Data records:
**********

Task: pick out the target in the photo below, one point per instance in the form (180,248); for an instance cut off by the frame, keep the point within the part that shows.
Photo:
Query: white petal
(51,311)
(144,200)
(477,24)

**********

Requirements → Return each line of the records that contains the word "keep", matching upper and lower case.

Expected answer →
Task: pick out the target in the photo below, one point per instance in the form (180,248); for an instance cut off by the frame, keep the point within the part that shows.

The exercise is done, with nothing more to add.